Data rows

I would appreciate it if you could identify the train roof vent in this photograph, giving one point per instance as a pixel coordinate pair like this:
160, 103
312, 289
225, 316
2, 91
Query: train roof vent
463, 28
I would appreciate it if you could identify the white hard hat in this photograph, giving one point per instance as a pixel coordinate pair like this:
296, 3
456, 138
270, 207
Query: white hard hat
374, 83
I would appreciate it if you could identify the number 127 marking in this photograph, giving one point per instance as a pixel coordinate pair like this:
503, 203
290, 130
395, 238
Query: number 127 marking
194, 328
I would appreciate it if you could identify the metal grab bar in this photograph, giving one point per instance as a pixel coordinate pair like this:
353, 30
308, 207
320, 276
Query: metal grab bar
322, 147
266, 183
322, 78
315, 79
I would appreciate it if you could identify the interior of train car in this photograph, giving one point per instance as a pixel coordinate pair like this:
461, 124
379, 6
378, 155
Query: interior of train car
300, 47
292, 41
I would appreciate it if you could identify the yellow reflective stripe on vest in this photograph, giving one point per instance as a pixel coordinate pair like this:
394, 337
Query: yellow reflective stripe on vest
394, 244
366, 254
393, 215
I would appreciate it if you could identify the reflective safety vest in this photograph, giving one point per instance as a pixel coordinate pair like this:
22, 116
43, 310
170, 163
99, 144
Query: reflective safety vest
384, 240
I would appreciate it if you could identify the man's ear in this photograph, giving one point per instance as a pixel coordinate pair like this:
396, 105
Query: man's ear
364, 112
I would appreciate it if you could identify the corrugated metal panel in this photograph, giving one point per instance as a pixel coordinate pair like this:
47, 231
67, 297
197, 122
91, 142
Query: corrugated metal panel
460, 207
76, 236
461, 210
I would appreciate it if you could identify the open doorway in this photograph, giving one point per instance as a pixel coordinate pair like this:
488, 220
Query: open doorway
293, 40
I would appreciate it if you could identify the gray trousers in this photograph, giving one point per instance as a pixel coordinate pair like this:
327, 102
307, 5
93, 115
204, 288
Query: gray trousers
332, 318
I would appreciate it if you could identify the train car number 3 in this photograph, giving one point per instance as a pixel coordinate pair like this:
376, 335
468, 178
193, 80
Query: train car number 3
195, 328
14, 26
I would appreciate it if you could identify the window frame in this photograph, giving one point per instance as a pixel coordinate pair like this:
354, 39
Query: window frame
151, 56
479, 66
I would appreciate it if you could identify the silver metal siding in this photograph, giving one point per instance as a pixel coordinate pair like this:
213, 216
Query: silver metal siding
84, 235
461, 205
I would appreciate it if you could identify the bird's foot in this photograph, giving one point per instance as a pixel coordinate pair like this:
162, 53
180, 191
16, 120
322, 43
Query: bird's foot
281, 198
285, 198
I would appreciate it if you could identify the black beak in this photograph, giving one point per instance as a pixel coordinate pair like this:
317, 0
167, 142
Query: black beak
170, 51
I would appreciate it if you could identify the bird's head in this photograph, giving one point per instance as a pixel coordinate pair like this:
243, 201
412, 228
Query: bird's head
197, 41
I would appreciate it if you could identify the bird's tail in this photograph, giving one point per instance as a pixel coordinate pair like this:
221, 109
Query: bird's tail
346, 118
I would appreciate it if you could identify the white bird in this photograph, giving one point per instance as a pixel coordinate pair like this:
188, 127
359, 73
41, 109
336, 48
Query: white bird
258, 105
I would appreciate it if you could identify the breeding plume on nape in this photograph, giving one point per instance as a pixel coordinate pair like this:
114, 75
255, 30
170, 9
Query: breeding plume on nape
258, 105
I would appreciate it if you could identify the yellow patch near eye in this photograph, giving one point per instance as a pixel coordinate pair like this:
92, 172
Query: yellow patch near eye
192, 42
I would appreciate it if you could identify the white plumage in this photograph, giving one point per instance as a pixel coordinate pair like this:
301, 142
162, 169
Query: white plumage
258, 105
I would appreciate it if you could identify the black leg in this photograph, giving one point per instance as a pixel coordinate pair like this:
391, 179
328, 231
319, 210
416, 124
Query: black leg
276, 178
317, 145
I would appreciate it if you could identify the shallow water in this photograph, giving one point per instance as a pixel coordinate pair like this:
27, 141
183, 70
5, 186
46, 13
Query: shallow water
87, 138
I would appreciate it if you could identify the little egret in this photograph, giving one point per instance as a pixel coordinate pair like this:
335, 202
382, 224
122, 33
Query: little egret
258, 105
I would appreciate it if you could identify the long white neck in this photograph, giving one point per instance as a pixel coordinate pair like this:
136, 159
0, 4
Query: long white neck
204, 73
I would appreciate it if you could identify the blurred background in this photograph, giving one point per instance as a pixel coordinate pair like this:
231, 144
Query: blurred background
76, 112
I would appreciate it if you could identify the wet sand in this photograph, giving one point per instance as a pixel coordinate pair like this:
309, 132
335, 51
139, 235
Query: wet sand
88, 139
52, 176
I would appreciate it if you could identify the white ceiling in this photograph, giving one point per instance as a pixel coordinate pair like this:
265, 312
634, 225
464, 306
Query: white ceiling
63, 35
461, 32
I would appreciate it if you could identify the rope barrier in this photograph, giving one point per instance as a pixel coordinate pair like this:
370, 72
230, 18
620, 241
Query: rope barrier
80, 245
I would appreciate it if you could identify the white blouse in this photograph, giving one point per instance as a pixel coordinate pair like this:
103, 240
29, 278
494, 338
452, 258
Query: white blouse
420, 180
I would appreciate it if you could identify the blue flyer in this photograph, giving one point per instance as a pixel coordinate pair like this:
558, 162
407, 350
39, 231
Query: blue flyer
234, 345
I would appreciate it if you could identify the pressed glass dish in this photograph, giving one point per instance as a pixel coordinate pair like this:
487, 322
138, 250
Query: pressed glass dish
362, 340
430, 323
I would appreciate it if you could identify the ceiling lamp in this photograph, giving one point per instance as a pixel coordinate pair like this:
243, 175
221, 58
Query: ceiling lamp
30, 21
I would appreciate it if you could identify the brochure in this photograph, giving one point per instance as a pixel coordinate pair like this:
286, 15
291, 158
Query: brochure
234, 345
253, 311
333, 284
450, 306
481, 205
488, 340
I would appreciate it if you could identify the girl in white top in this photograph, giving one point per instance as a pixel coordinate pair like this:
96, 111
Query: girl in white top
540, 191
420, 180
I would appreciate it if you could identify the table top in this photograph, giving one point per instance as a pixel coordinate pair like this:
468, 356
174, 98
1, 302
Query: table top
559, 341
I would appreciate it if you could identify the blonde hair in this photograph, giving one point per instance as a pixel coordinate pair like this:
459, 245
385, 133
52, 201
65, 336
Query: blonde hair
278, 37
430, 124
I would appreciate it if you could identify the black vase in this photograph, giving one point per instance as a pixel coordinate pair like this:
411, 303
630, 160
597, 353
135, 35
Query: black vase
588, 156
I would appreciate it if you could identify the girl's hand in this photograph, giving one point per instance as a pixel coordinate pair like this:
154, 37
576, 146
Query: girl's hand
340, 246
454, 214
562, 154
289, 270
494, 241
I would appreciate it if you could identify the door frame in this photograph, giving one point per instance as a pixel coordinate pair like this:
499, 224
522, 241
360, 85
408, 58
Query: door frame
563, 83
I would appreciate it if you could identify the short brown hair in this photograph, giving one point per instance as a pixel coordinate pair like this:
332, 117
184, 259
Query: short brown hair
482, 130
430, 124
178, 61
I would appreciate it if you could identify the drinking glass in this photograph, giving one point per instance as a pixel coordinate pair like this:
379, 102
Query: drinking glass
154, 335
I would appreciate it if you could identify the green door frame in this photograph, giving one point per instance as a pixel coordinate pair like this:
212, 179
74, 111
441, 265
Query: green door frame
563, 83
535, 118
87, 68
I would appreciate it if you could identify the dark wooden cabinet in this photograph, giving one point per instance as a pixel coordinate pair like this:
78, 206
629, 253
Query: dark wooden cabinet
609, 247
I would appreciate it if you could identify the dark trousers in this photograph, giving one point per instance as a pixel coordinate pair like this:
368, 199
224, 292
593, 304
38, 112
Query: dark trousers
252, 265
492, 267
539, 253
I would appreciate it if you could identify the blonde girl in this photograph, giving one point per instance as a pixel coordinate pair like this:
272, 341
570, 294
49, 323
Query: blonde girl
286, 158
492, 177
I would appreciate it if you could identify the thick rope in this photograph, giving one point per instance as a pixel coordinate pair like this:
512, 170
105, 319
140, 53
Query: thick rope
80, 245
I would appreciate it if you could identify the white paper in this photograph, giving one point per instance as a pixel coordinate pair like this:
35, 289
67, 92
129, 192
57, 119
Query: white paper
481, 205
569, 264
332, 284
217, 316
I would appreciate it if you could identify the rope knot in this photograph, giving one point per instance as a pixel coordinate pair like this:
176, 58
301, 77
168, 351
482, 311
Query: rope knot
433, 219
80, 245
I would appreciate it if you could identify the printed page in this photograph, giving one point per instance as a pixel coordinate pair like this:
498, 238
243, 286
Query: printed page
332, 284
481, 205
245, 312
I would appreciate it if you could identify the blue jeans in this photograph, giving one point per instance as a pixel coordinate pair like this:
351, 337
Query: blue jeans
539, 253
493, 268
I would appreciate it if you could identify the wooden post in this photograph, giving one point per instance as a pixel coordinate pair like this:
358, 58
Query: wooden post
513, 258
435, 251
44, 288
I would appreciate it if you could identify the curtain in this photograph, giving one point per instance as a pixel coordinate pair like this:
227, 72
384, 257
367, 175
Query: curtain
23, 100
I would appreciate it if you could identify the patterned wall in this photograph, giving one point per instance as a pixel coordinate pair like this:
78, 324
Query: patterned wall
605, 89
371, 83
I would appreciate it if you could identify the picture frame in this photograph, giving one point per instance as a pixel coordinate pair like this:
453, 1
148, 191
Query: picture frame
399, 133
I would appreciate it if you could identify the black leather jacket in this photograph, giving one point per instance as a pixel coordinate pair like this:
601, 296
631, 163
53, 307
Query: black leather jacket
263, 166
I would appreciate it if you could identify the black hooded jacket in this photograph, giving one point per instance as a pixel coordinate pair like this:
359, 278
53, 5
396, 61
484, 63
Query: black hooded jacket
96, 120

What is required
Take the line holding "I would appreciate it if you could identify the black leather" and all lines after it through the end of the data, and set them down exactly.

Written solution
I would appreciate it if you could identify the black leather jacket in this photograph, giving one point per instance as a pixel coordinate pair like this:
601, 296
631, 163
53, 307
Query: black leather jacket
263, 166
I would appreciate it if you could identify the black hooded jacket in this photograph, giving one point per instance as a pixel coordinate pair like this:
359, 278
53, 5
396, 61
484, 63
Query: black hooded jacket
96, 120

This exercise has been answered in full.